Try it:
Once you have reviewed the listing below, restate it word for word.

Material for the task:
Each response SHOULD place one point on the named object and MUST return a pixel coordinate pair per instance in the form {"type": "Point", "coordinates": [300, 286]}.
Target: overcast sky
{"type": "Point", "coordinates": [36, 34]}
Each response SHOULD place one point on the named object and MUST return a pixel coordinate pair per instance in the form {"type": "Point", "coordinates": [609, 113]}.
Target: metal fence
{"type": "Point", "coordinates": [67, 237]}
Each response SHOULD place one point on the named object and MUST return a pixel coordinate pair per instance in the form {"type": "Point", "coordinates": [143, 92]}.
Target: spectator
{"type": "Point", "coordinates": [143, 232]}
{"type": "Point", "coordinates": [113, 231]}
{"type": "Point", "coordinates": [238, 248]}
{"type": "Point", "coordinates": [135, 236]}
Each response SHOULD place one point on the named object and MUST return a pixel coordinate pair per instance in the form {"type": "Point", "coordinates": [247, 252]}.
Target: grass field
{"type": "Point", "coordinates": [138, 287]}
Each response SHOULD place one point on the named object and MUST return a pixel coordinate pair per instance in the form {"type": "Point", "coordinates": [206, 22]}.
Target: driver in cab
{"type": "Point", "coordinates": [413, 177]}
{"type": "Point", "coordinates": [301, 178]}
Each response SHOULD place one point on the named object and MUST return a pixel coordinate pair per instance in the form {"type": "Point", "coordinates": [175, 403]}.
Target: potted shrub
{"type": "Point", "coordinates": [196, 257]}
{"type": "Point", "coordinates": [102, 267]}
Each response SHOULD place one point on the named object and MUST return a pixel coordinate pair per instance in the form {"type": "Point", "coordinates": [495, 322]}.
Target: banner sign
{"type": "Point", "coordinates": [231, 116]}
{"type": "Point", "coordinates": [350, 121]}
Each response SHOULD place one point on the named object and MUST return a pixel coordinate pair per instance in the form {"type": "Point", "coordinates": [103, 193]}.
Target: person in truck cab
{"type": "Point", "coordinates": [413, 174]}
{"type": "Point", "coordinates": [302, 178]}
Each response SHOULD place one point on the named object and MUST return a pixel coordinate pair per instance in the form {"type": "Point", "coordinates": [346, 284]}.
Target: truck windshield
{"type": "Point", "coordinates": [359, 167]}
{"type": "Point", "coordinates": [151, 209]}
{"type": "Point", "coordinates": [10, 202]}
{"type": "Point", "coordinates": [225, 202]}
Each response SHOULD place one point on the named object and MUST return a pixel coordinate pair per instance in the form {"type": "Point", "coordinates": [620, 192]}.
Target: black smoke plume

Answer space:
Each response SHOULD place one point on the named object and MUST return a pixel coordinate pair per instance in the form {"type": "Point", "coordinates": [300, 286]}.
Target: overcast sky
{"type": "Point", "coordinates": [36, 34]}
Each response SHOULD place one point on the named object and MUST return a pixel coordinate pair per instance in the form {"type": "Point", "coordinates": [609, 113]}.
Target: metal fence
{"type": "Point", "coordinates": [67, 237]}
Each response SHOULD place one point on the named object and MUST return a pixel coordinate pair per instance in the form {"type": "Point", "coordinates": [143, 92]}.
Target: spectator
{"type": "Point", "coordinates": [143, 232]}
{"type": "Point", "coordinates": [113, 231]}
{"type": "Point", "coordinates": [238, 248]}
{"type": "Point", "coordinates": [135, 236]}
Each response SHOULD place one point on the named object and MUST return a pixel coordinate pair per instance in the form {"type": "Point", "coordinates": [247, 252]}.
Target: grass field
{"type": "Point", "coordinates": [138, 287]}
Each response SHOULD place one point on the named object and MUST return a pixel coordinate pair per instance in the form {"type": "Point", "coordinates": [206, 22]}.
Target: driver in cab
{"type": "Point", "coordinates": [413, 177]}
{"type": "Point", "coordinates": [301, 178]}
Each response SHOULD place one point on the named object and MUST return a pixel coordinate pair per instance in the form {"type": "Point", "coordinates": [175, 403]}.
Target: potted shrub
{"type": "Point", "coordinates": [196, 257]}
{"type": "Point", "coordinates": [102, 267]}
Each response SHOULD place one point on the named object and MUST return a pixel coordinate pair per instance in the form {"type": "Point", "coordinates": [495, 322]}.
Target: banner sign
{"type": "Point", "coordinates": [231, 116]}
{"type": "Point", "coordinates": [350, 121]}
Each response SHOULD place one point on the named object and MUST return a pixel coordinate pair per instance in the form {"type": "Point", "coordinates": [103, 193]}.
Target: person in truck cab
{"type": "Point", "coordinates": [413, 174]}
{"type": "Point", "coordinates": [302, 178]}
Each response SHOULD place one point on the named object and MUST return a pixel coordinate pair per instance in the form {"type": "Point", "coordinates": [346, 284]}.
Target: truck windshield
{"type": "Point", "coordinates": [359, 167]}
{"type": "Point", "coordinates": [151, 209]}
{"type": "Point", "coordinates": [10, 202]}
{"type": "Point", "coordinates": [225, 202]}
Each response SHOULD place one point on the named object and MUST return a pixel coordinate pair per instance in the form {"type": "Point", "coordinates": [620, 192]}.
Target: black smoke plume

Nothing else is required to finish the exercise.